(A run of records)
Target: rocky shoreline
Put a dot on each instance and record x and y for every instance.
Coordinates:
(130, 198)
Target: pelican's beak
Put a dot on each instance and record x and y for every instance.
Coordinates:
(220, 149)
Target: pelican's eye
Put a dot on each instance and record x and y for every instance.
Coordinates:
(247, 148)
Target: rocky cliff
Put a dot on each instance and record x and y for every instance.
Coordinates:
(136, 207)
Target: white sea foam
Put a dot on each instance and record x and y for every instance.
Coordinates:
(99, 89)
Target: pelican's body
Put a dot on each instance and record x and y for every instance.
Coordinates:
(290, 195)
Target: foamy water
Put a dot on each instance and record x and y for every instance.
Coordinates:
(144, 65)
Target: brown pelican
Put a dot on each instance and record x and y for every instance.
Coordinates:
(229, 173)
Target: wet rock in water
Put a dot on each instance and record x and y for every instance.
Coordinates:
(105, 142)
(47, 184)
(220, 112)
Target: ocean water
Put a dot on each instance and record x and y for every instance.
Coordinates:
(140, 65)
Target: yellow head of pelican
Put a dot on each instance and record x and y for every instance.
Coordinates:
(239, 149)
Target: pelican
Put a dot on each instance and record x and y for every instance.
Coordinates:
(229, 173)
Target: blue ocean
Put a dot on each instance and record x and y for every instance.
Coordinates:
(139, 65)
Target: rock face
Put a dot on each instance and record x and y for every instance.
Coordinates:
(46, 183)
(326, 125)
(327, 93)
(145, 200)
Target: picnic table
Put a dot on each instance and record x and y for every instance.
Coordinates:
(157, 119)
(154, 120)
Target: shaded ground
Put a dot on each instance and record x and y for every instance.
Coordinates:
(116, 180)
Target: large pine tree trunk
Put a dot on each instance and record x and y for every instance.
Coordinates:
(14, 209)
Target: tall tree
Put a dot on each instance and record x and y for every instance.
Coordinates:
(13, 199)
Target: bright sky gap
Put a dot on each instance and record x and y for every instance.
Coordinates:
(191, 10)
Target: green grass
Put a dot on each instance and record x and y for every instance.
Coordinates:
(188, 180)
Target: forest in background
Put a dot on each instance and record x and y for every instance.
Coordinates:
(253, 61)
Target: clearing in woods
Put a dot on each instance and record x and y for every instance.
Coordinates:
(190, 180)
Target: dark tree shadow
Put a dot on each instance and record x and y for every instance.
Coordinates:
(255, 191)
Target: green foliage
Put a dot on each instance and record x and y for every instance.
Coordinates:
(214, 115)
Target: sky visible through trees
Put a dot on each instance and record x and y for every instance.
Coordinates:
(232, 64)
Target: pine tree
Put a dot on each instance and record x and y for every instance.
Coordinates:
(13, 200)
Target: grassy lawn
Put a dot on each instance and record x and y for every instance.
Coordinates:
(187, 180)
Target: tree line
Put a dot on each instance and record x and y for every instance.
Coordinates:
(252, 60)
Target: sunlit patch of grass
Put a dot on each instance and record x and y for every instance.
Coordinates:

__The exercise__: Reproduce the entire listing above word for word, keeping every line in its original order.

__Solution for this task__:
Target: rocky shoreline
Put a dot on each instance and record x and y for every instance.
Coordinates:
(130, 198)
Target: pelican's beak
Put a dot on each instance and record x and y for every instance.
Coordinates:
(220, 149)
Target: pelican's eye
Put a dot on each instance and record x and y for every instance.
Coordinates:
(247, 148)
Target: rocky cliff
Put a dot on each instance and record x and y for every instance.
Coordinates:
(136, 207)
Target: white sea foam
Put a dot on each instance and record x and y for every instance.
Coordinates:
(99, 89)
Target: pelican's body
Put a dot on each instance and record x and y for every instance.
Coordinates:
(290, 195)
Target: foamy water
Put a dot on each instance and record x and y for every instance.
Coordinates:
(144, 65)
Target: brown pelican
Put a dot on each instance and record x and y for every instance.
Coordinates:
(229, 173)
Target: wet rock in water
Put a dot on each instance and record x and y for every instance.
Coordinates:
(105, 142)
(47, 184)
(220, 112)
Target: ocean water
Put a dot on each instance and record x and y for every instance.
Coordinates:
(140, 65)
Target: yellow head of pelican
Put a dot on each instance and record x and y for every instance.
Coordinates:
(239, 149)
Target: pelican
Put a dot on each instance and record x and y for every instance.
Coordinates:
(229, 173)
Target: blue ocean
Put a dot on each instance and record x and y for every instance.
Coordinates:
(139, 65)
Target: rock face
Put a dot on each instance and record x and y for every instance.
Coordinates:
(46, 183)
(326, 125)
(327, 93)
(145, 200)
Target: picnic table
Put a dot on each instance and record x and y for every instance.
Coordinates:
(157, 119)
(154, 120)
Target: shaded ground
Put a dot on each instance and record x and y for every instance.
Coordinates:
(116, 180)
Target: large pine tree trunk
Put a dot on each instance and record x and y for every instance.
Coordinates:
(14, 209)
Target: tall tree
Put a dot on each instance and record x and y for every instance.
Coordinates:
(13, 199)
Target: bright sky gap
Put a dot on each instance and record x and y for every instance.
Coordinates:
(191, 10)
Target: green grass
Put a dot on each instance and record x and y for every instance.
Coordinates:
(188, 180)
Target: forest in background
Put a dot on each instance and record x and y for every instance.
Coordinates:
(253, 61)
Target: clearing in woods
Put a dot on each instance and record x and y for every instance.
Coordinates:
(190, 180)
Target: dark tree shadow
Put a dot on each instance and record x and y for every instance.
Coordinates:
(255, 191)
Target: green foliage
Put a dot on each instance and record x and y for every instance.
Coordinates:
(214, 115)
Target: sky visible through trees
Put a dot on each instance and record x and y for every instance.
Coordinates:
(232, 64)
Target: pine tree
Put a dot on each instance and record x and y for every instance.
Coordinates:
(13, 200)
Target: grassy lawn
Put a dot on each instance and record x and y for every instance.
Coordinates:
(187, 180)
Target: tree line
Put a dot on each instance and record x and y for every instance.
Coordinates:
(252, 60)
Target: sunlit patch of grass
Put a dot on each instance and record x and y for every instance.
Coordinates:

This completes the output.